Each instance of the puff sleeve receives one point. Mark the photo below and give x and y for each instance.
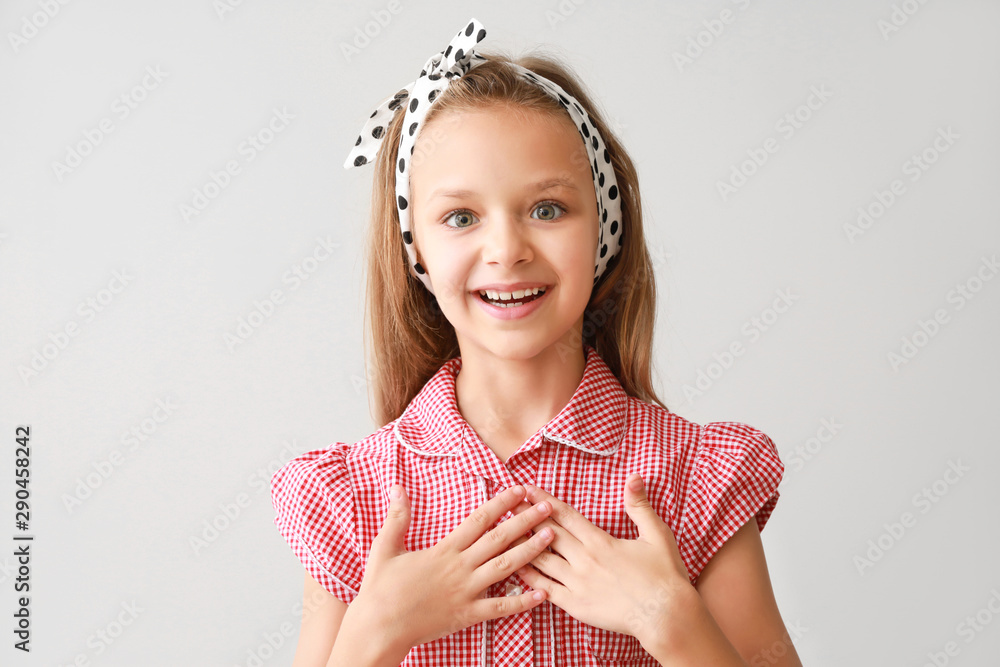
(735, 472)
(314, 511)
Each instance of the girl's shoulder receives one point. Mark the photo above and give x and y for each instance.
(683, 437)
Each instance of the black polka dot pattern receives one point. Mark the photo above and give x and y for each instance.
(416, 99)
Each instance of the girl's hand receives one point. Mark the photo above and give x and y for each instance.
(420, 596)
(627, 586)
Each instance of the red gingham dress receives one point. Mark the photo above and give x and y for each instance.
(705, 482)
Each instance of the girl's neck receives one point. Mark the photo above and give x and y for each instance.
(506, 401)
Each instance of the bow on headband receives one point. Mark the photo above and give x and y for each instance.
(438, 72)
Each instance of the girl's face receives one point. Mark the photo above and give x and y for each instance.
(502, 201)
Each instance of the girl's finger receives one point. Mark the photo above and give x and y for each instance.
(507, 562)
(487, 608)
(482, 519)
(577, 525)
(499, 539)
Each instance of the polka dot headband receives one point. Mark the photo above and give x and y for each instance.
(439, 71)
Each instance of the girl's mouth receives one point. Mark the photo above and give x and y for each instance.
(511, 299)
(515, 305)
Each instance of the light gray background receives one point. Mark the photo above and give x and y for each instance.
(297, 382)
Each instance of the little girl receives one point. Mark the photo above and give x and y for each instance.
(528, 499)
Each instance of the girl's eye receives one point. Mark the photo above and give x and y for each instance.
(550, 205)
(460, 214)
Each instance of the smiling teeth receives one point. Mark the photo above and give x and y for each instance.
(507, 296)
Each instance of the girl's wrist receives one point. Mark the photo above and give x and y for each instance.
(366, 638)
(686, 633)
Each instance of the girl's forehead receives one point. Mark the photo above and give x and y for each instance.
(538, 135)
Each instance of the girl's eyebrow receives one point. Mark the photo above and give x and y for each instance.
(538, 186)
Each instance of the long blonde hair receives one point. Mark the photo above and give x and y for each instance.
(409, 334)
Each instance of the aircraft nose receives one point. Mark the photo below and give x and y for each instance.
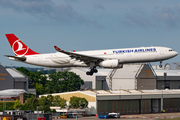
(175, 53)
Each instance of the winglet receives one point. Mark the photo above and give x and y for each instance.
(57, 48)
(18, 47)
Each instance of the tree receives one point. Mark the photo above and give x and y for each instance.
(63, 103)
(76, 102)
(56, 100)
(50, 99)
(31, 103)
(44, 104)
(17, 104)
(39, 89)
(64, 81)
(83, 102)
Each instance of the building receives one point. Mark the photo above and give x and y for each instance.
(126, 101)
(89, 95)
(131, 76)
(10, 78)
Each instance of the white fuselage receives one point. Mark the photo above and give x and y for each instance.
(126, 55)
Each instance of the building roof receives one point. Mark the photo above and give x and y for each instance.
(14, 73)
(128, 71)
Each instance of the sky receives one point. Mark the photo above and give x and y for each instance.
(89, 25)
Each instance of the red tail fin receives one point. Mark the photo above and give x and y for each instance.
(18, 47)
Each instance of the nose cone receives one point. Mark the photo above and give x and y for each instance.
(175, 53)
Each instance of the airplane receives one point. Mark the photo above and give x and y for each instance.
(11, 93)
(109, 58)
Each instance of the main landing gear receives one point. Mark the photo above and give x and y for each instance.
(160, 64)
(93, 70)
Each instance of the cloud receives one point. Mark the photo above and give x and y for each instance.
(159, 17)
(63, 13)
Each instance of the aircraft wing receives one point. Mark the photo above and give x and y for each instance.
(81, 57)
(16, 58)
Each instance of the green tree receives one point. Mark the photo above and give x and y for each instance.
(17, 104)
(50, 99)
(56, 100)
(63, 103)
(76, 102)
(31, 103)
(64, 81)
(44, 104)
(83, 102)
(39, 89)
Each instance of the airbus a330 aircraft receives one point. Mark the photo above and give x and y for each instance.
(111, 58)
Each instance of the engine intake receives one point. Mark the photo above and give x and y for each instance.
(110, 64)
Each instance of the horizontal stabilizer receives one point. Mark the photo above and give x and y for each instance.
(82, 57)
(16, 58)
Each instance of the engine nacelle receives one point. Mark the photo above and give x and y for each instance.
(110, 64)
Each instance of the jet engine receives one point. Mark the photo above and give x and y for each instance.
(110, 64)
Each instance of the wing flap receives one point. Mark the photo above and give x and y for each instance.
(16, 58)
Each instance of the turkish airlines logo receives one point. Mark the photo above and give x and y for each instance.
(19, 48)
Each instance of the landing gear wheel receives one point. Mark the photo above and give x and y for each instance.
(93, 70)
(88, 73)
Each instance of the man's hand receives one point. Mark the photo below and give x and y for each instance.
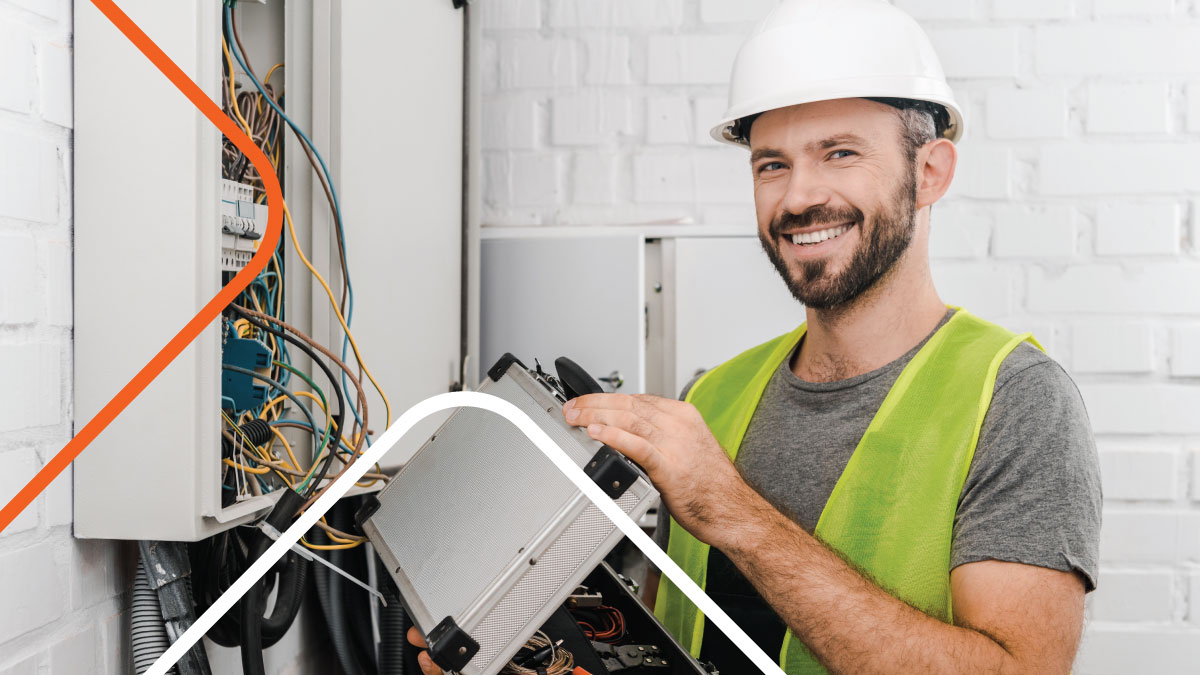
(699, 483)
(423, 659)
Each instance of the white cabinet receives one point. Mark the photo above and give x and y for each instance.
(670, 299)
(576, 297)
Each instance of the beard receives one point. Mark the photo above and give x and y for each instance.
(880, 248)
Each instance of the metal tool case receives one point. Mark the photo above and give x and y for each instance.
(484, 536)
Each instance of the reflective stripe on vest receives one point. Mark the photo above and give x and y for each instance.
(892, 511)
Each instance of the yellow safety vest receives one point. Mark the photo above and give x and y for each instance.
(892, 511)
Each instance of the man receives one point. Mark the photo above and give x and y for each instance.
(895, 487)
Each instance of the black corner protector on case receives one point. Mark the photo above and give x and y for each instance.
(502, 366)
(366, 511)
(450, 646)
(612, 471)
(576, 381)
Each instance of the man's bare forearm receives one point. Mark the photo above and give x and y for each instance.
(846, 621)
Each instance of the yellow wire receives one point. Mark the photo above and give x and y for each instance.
(259, 471)
(331, 548)
(333, 302)
(233, 94)
(287, 446)
(270, 405)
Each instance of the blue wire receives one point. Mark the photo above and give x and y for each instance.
(333, 190)
(309, 426)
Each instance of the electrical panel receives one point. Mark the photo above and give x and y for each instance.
(243, 223)
(159, 470)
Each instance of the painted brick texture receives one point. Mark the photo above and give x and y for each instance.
(58, 590)
(1075, 213)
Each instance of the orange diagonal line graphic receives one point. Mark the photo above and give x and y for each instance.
(210, 310)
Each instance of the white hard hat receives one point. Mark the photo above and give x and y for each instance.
(810, 51)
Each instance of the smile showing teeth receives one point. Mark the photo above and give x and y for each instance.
(820, 236)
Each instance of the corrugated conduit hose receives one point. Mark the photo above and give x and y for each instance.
(148, 633)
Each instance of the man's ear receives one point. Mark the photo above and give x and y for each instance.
(935, 171)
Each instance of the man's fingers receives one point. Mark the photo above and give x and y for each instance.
(631, 446)
(628, 420)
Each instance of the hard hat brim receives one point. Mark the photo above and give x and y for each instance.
(929, 90)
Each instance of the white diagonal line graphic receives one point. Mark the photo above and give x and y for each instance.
(384, 443)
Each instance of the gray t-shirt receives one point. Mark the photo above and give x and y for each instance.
(1033, 490)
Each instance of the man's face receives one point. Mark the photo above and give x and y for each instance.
(835, 196)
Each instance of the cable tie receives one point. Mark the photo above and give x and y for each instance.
(274, 535)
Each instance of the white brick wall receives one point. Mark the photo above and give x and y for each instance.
(1075, 213)
(58, 591)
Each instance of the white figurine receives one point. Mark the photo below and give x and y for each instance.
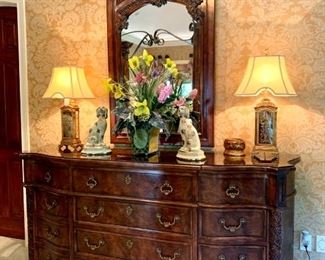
(191, 149)
(95, 143)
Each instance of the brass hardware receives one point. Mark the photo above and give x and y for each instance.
(94, 247)
(167, 224)
(232, 191)
(176, 254)
(232, 229)
(127, 179)
(129, 244)
(129, 210)
(100, 210)
(50, 206)
(48, 177)
(52, 234)
(166, 188)
(91, 183)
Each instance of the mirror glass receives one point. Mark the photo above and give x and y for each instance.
(163, 36)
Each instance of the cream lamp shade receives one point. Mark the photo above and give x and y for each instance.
(68, 82)
(266, 73)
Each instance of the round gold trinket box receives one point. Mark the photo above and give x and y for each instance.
(234, 147)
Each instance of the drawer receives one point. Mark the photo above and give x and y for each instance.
(125, 247)
(45, 253)
(47, 174)
(233, 224)
(145, 216)
(57, 234)
(222, 189)
(135, 184)
(51, 204)
(232, 253)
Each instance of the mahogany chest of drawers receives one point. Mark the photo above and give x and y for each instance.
(118, 208)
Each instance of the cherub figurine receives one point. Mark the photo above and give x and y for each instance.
(95, 143)
(191, 149)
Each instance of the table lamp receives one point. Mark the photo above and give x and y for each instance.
(69, 83)
(266, 73)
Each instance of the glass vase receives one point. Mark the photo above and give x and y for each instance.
(145, 141)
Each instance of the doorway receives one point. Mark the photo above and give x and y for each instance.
(11, 187)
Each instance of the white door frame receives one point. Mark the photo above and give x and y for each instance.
(23, 81)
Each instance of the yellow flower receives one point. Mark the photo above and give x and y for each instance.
(118, 92)
(170, 65)
(134, 62)
(108, 86)
(141, 109)
(148, 59)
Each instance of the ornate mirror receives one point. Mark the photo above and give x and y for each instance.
(198, 46)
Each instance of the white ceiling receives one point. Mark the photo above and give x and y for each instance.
(172, 17)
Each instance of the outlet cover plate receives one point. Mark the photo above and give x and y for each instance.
(320, 244)
(310, 244)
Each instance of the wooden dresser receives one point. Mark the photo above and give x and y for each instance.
(119, 208)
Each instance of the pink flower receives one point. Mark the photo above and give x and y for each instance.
(164, 92)
(140, 77)
(193, 94)
(179, 102)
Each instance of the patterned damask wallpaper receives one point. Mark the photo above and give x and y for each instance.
(73, 32)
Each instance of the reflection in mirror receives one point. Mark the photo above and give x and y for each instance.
(198, 46)
(163, 37)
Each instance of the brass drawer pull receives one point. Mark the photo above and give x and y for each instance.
(51, 205)
(129, 210)
(176, 254)
(240, 257)
(232, 229)
(166, 188)
(127, 179)
(52, 234)
(91, 183)
(167, 224)
(232, 191)
(94, 247)
(48, 177)
(129, 244)
(100, 210)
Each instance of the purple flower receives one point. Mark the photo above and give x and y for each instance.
(179, 102)
(193, 94)
(164, 92)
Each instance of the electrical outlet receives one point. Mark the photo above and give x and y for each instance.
(320, 244)
(306, 239)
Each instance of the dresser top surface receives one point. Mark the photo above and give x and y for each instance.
(167, 158)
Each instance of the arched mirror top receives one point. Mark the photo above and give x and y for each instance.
(126, 8)
(202, 21)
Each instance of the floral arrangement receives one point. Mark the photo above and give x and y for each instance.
(150, 98)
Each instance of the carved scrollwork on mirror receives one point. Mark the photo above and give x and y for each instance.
(202, 15)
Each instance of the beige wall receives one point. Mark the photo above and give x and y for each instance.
(73, 32)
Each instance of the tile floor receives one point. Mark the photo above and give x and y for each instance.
(12, 249)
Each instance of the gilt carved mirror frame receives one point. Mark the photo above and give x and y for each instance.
(202, 13)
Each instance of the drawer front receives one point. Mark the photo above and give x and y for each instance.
(232, 253)
(233, 224)
(47, 174)
(124, 247)
(51, 204)
(54, 233)
(145, 216)
(222, 189)
(135, 184)
(45, 253)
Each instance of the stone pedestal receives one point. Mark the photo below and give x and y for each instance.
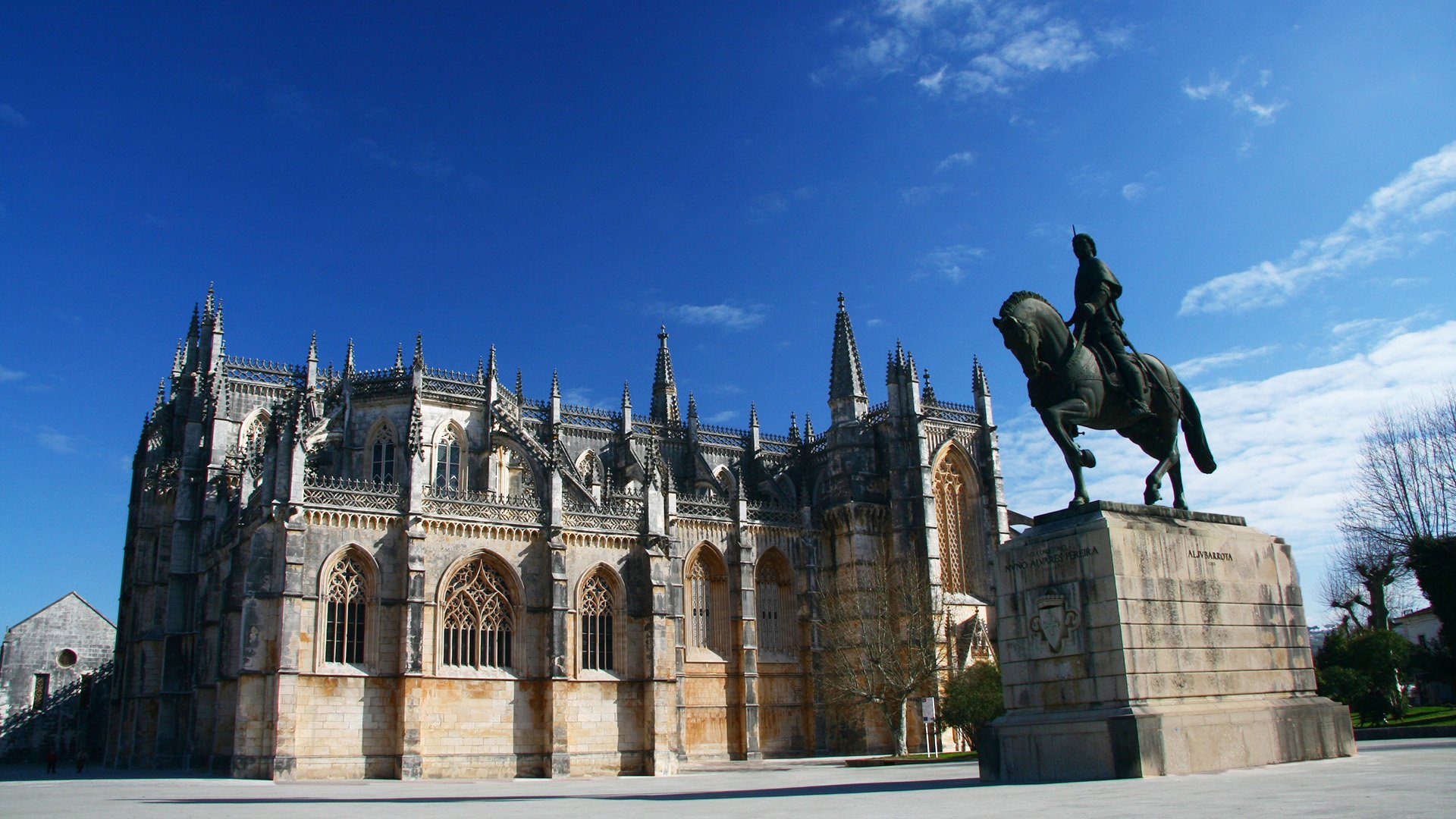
(1141, 642)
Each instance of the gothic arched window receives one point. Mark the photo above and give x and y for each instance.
(705, 615)
(478, 618)
(447, 461)
(344, 613)
(253, 442)
(598, 618)
(959, 525)
(777, 621)
(382, 457)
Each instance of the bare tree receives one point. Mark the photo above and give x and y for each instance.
(1405, 490)
(1405, 485)
(1366, 573)
(880, 639)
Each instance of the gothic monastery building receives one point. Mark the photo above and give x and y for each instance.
(410, 572)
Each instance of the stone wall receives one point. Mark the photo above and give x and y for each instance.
(64, 651)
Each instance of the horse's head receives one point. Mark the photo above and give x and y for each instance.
(1024, 343)
(1025, 325)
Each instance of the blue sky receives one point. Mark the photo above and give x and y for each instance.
(1273, 183)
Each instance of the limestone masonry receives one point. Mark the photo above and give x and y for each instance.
(1141, 640)
(410, 572)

◆ **Requirements**:
Put the entries from the line with "Each instance of the stone pedestal" up to and including the line with "(1273, 183)" into a Markdown table with the columns Row and Line, numbering each row and skipping blank lines. Leave the pictures out of the table.

◆ **Output**:
| Row | Line |
|---|---|
| 1 | Each instance of the stone pedestal receives one point. Mark the photo below and give x and y for each instance. |
| 2 | (1141, 642) |
| 3 | Each instance of the gothic arched window receives one point. Mark the photo above and give x and y for each instance. |
| 4 | (705, 615) |
| 5 | (478, 618) |
| 6 | (447, 461) |
| 7 | (344, 613) |
| 8 | (253, 442) |
| 9 | (598, 618) |
| 10 | (959, 525) |
| 11 | (777, 621) |
| 12 | (382, 457) |
| 13 | Each instance of the bare tree receives one point. Mark the photo above and give x and y for each instance. |
| 14 | (1405, 490) |
| 15 | (1405, 485) |
| 16 | (1366, 573) |
| 17 | (880, 639) |
| 18 | Each instance of the gothic monastery building receives one point. Mark the photo above and give x and y for each instance. |
| 19 | (410, 572) |
| 20 | Each instance of the stone wall receives one point. Mark the photo above and give x and y for each instance. |
| 21 | (64, 651) |
| 22 | Each instance of the horse's head receives one point. Mark the photo above and give x and y for each instance. |
| 23 | (1024, 343) |
| 24 | (1025, 325) |
| 25 | Each instance of the blue sky receives one point. Mark the photo above and give x and y for each instance. |
| 26 | (1273, 183) |